─── ОТРЫВОК ТЕКСТА

Я спрашиваю Вирта, как же тогда это все произошло.
— Сложилась действительно драматическая ситуация. Обо всем договорились в течение одной ночи и до рассвета подписали договор. Он имел эффект разорвавшейся бомбы. Англичане и французы были [383] возмущены, требовали отмены соглашения. Наше положение тоже оказалось не из легких. Президент Эберт склонялся к соглашению с западными союзниками, и нам стоило немалого труда его переубедить. Но в целом это был хороший, правильный договор, облегчивший положение Германии.
— Вас, господин канцлер, очень уважают у нас в стране именно в связи с вашей ролью в заключении Рапалльского договора.
— Что ж, я признателен за это.
Мы распрощались, и я отправился в «Империал», чтобы подробно записать состоявшуюся беседу.
На следующий день после возвращения в Москву доложил Молотову о встрече с Йозефом Виртом и передал ему запись беседы.
Бегло пробежав ее, Молотов сказал:
— Вижу, что вы неплохо справились с заданием. Каковы ваши планы? Может, хотите вернуться в министерство?
Я не был уверен, что получу такое предложение. Но на всякий случай все же его обдумал. Журналистская работа теперь меня уже вполне устраивала. Тут была куда большая свобода, чем в МИД, большая самостоятельность и возможность проявлять инициативу. И что бы мне ни предложили, в материальном отношении в редакции было несравненно лучше. Да и возвращаться к старому после многолетней опалы не так-то приятно. Я поблагодарил за предложение и сказал, что хотел бы остаться в журналистике.
— Ваше право решать, — не настаивал Молотов.
Мне нужно было опубликовать в журнале репортаж о венской сессии Всемирного Совета Мира и об интервью с Виртом. Но до сих пор я печатался под псевдонимом, а в Вену ездил и представился Вирту под своей настоящей фамилией. Пришлось спросить Молотова, как поступить.
— Можете пользоваться своим именем, — твердо сказал он. — Необходимость в псевдониме отпала.
Молотов больше не опасался за меня. Берия был расстрелян. Все же Молотов, зная повадки наших бюрократов, счел нужным еще некоторое время меня опекать: включил в состав корреспондентской группы на Женевском совещании по Индокитаю 1954 года и на встрече в верхах в Женеве летом 1955 года, а [384] также в семерку советских журналистов, совершивших, впервые после начала «холодной войны», турне по Соединенным Штатам осенью 1955 года.
Дальше все пошло само собой.
Что же касается рекомендаций Вирта, то многое из того, о чем он говорил, вскоре реализовалось. В 1954 году в Берлине состоялась встреча министров иностранных дел великих держав, летом того же года — конференция по Индокитаю, в 1955 году — договор с Австрией и вывод с ее территории оккупационных войск. Затем приезд Аденауэра в Москву, установление дипломатических отношений между СССР и ФРГ и возвращение немецких военнопленных на родину...
Встреча с Чжоу Эньлаем
Работа по созданию иностранных изданий журнала «Война и рабочий класс» началась с поиска квалифицированных переводчиков. В Москве имелось тогда два учреждения, где сотрудничали лучшие переводческие кадры: Издательство иностранной литературы, переименованное впоследствии в «Прогресс», и редакция газеты «Московские новости». Русский вариант этой газеты печатался лишь в нескольких экземплярах, чтобы начальство в Агитпропе ЦК могло следить за содержанием публикаций. Мало кто знал, что такой вариант вообще существует. О газете говорили просто — «Moscow News», полагая, что она выходит только на английском языке. Главным редактором газеты был Бородин, к которому я и обратился за консультацией.

──────
─── ПОКАЗАННЫЕ ДАННЫЕ

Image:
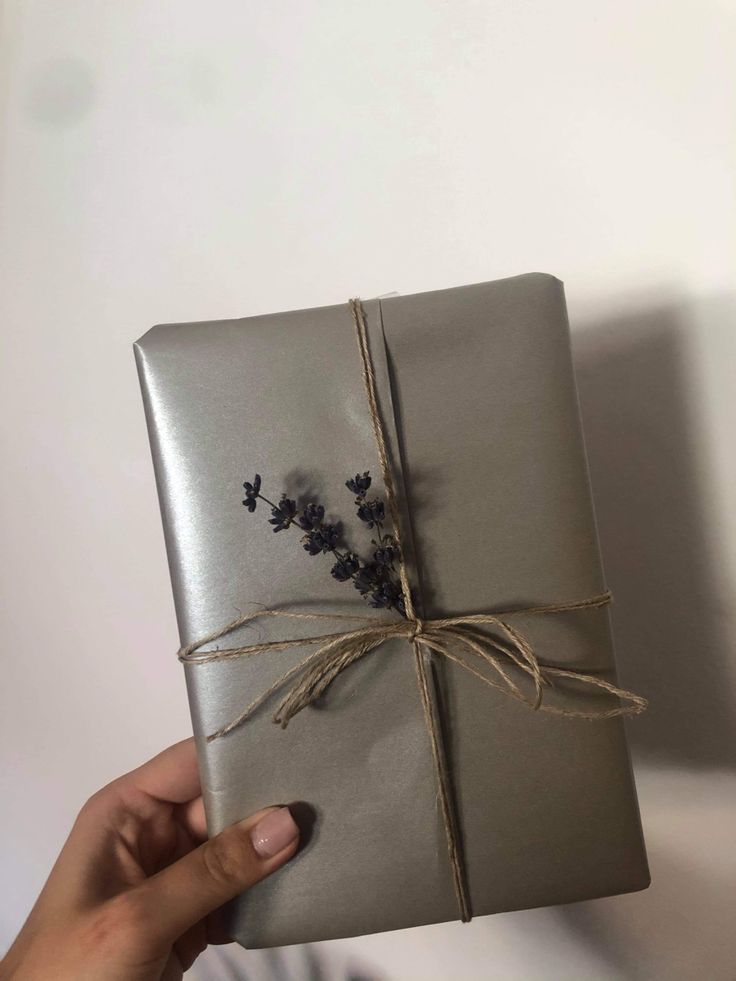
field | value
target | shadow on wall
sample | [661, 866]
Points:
[232, 963]
[672, 642]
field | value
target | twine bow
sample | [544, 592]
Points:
[499, 652]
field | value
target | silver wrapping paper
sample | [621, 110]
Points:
[478, 395]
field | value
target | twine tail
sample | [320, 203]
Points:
[444, 791]
[443, 779]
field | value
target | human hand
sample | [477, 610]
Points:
[133, 894]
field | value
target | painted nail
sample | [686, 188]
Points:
[274, 832]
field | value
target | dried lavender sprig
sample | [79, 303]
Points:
[374, 580]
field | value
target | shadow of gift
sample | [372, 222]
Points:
[640, 416]
[232, 963]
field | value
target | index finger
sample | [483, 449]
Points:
[172, 776]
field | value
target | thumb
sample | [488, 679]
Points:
[184, 893]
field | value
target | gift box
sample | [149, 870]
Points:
[475, 396]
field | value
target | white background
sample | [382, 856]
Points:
[170, 161]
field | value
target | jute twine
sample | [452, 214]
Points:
[311, 677]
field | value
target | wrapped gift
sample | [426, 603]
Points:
[472, 759]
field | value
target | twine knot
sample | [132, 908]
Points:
[416, 629]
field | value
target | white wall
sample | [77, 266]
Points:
[169, 160]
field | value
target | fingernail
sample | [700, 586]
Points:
[274, 832]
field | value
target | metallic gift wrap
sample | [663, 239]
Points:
[478, 397]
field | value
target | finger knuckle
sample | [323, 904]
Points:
[226, 858]
[119, 922]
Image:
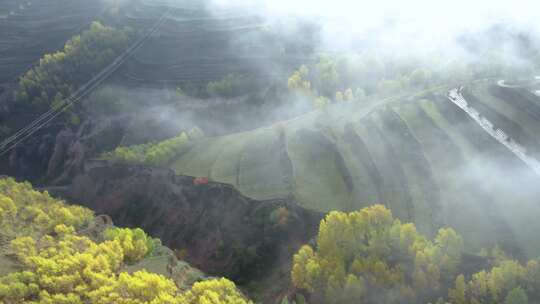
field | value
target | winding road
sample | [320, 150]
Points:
[519, 151]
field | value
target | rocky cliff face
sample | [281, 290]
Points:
[212, 225]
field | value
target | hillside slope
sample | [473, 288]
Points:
[421, 156]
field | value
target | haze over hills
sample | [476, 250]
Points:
[311, 152]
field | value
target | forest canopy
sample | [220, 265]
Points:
[367, 256]
[57, 263]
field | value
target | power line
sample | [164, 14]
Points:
[81, 92]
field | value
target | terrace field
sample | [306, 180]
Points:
[423, 157]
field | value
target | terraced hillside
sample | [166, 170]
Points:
[421, 156]
[198, 44]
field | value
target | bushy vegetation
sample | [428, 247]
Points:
[58, 265]
[156, 154]
[24, 211]
[370, 257]
[367, 256]
[59, 74]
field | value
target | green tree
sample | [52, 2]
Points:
[516, 296]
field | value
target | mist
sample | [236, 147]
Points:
[410, 29]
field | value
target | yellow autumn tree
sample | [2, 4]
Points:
[57, 265]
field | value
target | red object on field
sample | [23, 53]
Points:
[200, 181]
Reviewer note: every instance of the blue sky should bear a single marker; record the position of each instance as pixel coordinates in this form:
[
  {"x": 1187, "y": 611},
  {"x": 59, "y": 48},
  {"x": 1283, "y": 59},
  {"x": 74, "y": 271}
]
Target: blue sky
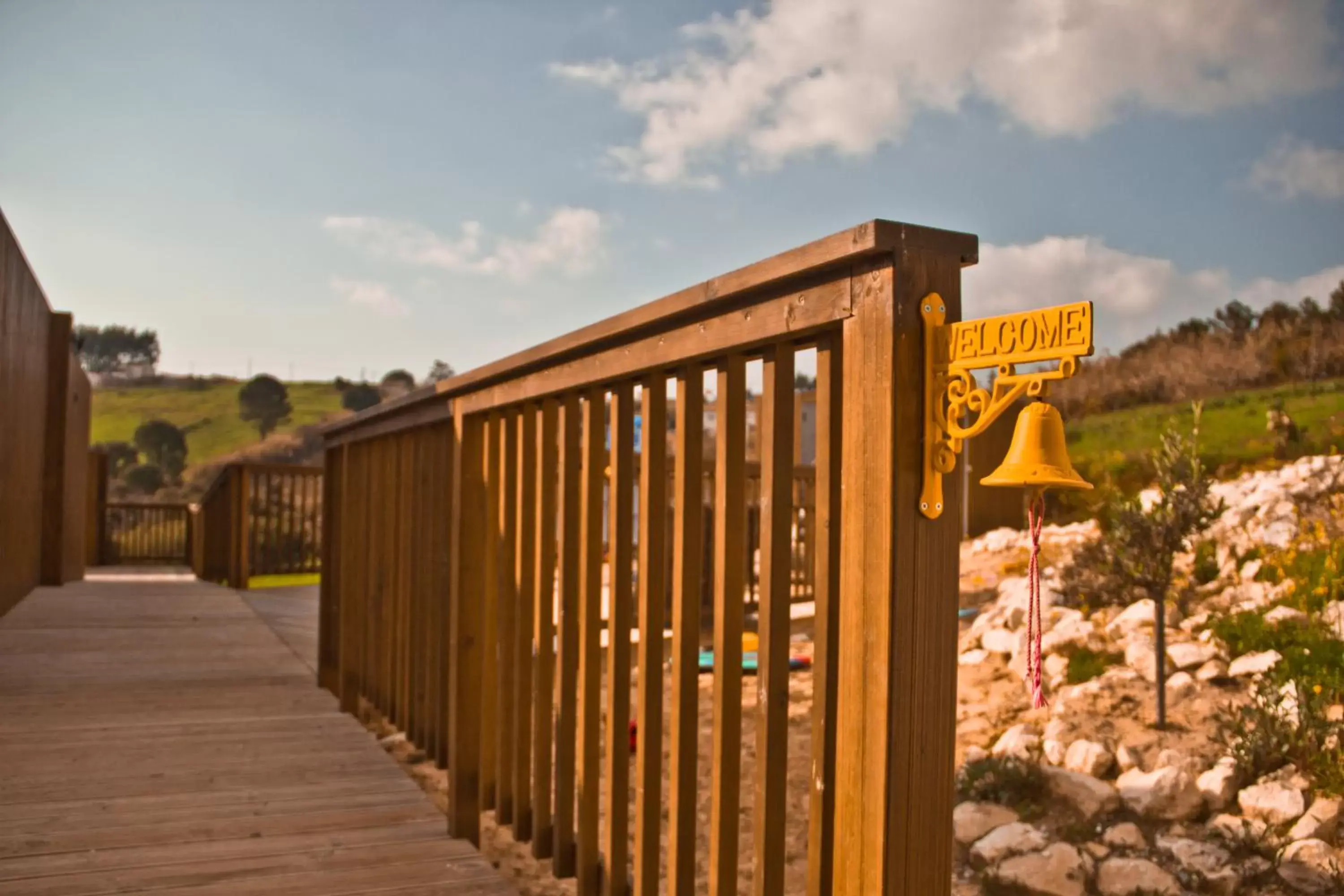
[{"x": 339, "y": 187}]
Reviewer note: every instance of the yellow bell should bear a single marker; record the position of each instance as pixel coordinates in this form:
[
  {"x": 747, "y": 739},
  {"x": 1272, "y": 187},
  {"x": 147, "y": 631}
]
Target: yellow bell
[{"x": 1038, "y": 456}]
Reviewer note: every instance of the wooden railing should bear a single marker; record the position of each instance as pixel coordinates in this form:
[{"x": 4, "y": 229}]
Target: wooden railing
[
  {"x": 43, "y": 436},
  {"x": 465, "y": 579},
  {"x": 258, "y": 520},
  {"x": 146, "y": 534}
]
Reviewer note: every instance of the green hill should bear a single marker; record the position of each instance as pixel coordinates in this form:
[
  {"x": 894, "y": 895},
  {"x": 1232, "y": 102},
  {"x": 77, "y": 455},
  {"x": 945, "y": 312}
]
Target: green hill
[
  {"x": 1233, "y": 433},
  {"x": 206, "y": 409}
]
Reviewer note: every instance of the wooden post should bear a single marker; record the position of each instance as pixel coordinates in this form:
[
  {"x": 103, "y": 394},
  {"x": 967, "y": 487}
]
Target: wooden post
[{"x": 897, "y": 687}]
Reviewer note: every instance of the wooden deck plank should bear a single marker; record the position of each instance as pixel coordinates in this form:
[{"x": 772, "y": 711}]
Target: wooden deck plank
[{"x": 170, "y": 738}]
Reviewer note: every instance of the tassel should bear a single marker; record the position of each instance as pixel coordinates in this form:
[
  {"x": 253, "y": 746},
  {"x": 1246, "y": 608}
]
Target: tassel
[{"x": 1035, "y": 519}]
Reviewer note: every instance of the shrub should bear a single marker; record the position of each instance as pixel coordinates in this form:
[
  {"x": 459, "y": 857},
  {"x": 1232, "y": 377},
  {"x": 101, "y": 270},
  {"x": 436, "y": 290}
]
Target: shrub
[
  {"x": 1086, "y": 664},
  {"x": 1006, "y": 781},
  {"x": 1136, "y": 550}
]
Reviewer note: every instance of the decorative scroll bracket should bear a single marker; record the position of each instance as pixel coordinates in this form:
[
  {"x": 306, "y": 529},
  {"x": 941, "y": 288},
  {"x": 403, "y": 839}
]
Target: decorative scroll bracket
[{"x": 953, "y": 353}]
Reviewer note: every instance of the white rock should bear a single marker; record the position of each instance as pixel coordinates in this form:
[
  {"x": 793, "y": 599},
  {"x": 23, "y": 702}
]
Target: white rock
[
  {"x": 1236, "y": 829},
  {"x": 1128, "y": 758},
  {"x": 1254, "y": 664},
  {"x": 1086, "y": 794},
  {"x": 1334, "y": 617},
  {"x": 1019, "y": 742},
  {"x": 1211, "y": 671},
  {"x": 999, "y": 641},
  {"x": 1007, "y": 840},
  {"x": 1167, "y": 793},
  {"x": 1272, "y": 802},
  {"x": 1281, "y": 614},
  {"x": 1142, "y": 657},
  {"x": 1320, "y": 821},
  {"x": 1189, "y": 655},
  {"x": 1132, "y": 618},
  {"x": 1057, "y": 871},
  {"x": 1310, "y": 867},
  {"x": 1180, "y": 685},
  {"x": 971, "y": 820},
  {"x": 1124, "y": 836},
  {"x": 1089, "y": 758},
  {"x": 1211, "y": 863},
  {"x": 1218, "y": 785},
  {"x": 1135, "y": 878}
]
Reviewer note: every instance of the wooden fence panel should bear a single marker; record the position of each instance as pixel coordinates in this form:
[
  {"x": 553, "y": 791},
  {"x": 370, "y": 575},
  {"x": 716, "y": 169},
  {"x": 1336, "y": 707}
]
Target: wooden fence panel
[
  {"x": 547, "y": 552},
  {"x": 43, "y": 436}
]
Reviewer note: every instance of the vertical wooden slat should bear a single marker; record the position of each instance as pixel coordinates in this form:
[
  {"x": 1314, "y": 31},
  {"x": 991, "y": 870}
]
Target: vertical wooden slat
[
  {"x": 470, "y": 543},
  {"x": 776, "y": 516},
  {"x": 648, "y": 762},
  {"x": 488, "y": 598},
  {"x": 570, "y": 558},
  {"x": 506, "y": 620},
  {"x": 826, "y": 540},
  {"x": 620, "y": 606},
  {"x": 729, "y": 583},
  {"x": 543, "y": 626},
  {"x": 686, "y": 630},
  {"x": 525, "y": 590},
  {"x": 588, "y": 863}
]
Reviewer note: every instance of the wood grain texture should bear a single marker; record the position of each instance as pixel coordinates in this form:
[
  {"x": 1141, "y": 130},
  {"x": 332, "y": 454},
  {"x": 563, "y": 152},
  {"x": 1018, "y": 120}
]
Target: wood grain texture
[
  {"x": 652, "y": 567},
  {"x": 525, "y": 641},
  {"x": 588, "y": 862},
  {"x": 826, "y": 622},
  {"x": 687, "y": 555},
  {"x": 772, "y": 784},
  {"x": 729, "y": 583},
  {"x": 543, "y": 625},
  {"x": 569, "y": 558},
  {"x": 620, "y": 609},
  {"x": 213, "y": 763},
  {"x": 471, "y": 501}
]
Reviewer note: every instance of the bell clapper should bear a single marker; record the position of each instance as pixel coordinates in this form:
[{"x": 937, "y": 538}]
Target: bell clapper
[{"x": 1035, "y": 519}]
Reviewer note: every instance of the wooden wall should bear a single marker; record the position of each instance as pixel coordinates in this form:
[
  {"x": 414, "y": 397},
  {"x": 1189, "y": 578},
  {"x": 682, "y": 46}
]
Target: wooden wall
[{"x": 43, "y": 435}]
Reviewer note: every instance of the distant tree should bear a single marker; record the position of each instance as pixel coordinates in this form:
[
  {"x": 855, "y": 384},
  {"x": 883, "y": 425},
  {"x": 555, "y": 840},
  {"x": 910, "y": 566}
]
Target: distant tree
[
  {"x": 121, "y": 456},
  {"x": 1237, "y": 318},
  {"x": 1338, "y": 302},
  {"x": 264, "y": 401},
  {"x": 397, "y": 383},
  {"x": 440, "y": 371},
  {"x": 361, "y": 397},
  {"x": 144, "y": 478},
  {"x": 163, "y": 445},
  {"x": 1279, "y": 314},
  {"x": 113, "y": 350}
]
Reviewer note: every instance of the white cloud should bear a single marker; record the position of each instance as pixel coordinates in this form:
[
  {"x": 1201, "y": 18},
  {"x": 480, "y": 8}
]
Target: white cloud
[
  {"x": 1132, "y": 295},
  {"x": 849, "y": 76},
  {"x": 1297, "y": 168},
  {"x": 375, "y": 297},
  {"x": 570, "y": 241}
]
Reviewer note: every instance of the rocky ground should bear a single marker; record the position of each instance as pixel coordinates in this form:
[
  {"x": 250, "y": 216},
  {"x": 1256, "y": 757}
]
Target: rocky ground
[
  {"x": 1107, "y": 802},
  {"x": 1086, "y": 796}
]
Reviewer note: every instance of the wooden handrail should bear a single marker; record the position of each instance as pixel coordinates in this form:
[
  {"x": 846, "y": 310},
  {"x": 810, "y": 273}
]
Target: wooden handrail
[{"x": 479, "y": 547}]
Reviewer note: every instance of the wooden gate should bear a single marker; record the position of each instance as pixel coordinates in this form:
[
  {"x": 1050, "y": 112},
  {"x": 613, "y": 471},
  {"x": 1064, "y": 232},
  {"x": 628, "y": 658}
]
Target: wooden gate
[{"x": 146, "y": 534}]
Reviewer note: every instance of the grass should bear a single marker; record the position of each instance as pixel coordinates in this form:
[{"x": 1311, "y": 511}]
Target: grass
[
  {"x": 1232, "y": 439},
  {"x": 207, "y": 410},
  {"x": 289, "y": 581}
]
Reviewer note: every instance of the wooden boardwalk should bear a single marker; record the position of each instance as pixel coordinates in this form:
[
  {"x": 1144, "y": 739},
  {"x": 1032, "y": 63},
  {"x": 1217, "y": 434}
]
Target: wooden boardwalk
[{"x": 158, "y": 737}]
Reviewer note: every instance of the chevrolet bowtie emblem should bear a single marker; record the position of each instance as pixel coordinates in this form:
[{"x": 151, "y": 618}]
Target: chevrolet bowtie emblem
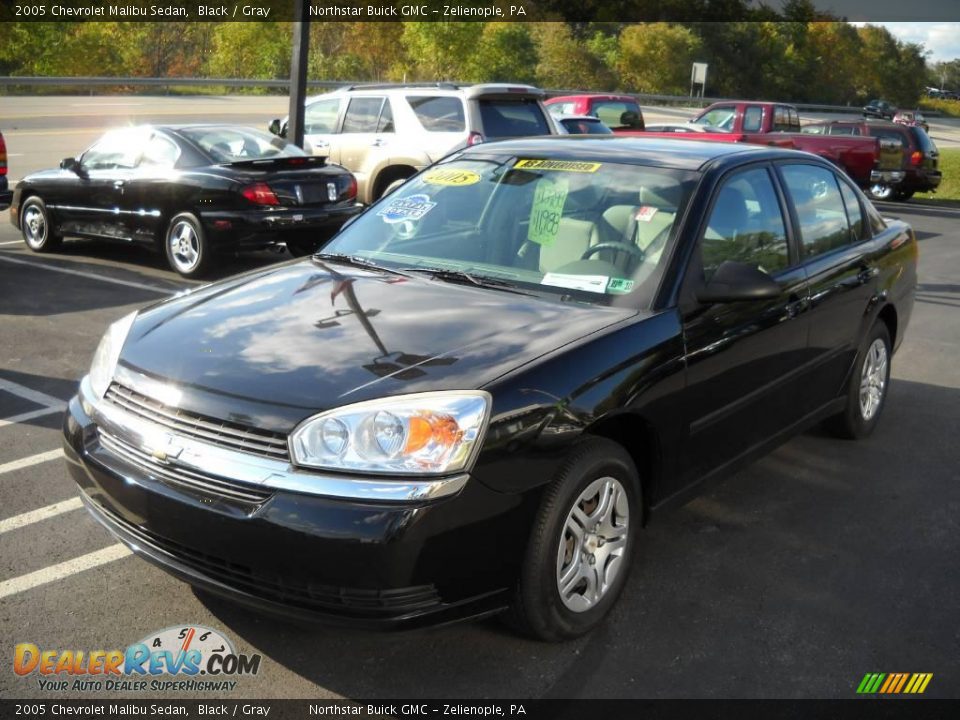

──────

Перечислите по отрывку все поездки и встречи, в число участников которых Молотов включил рассказчика, когда еще опекал его. Эти записи для работы не понадобятся.

- Женевское совещание по Индокитаю 1954 года (в составе корреспондентской группы)
- Встреча в верхах в Женеве летом 1955 года (в составе корреспондентской группы)
- Турне семерки советских журналистов по Соединенным Штатам осенью 1955 года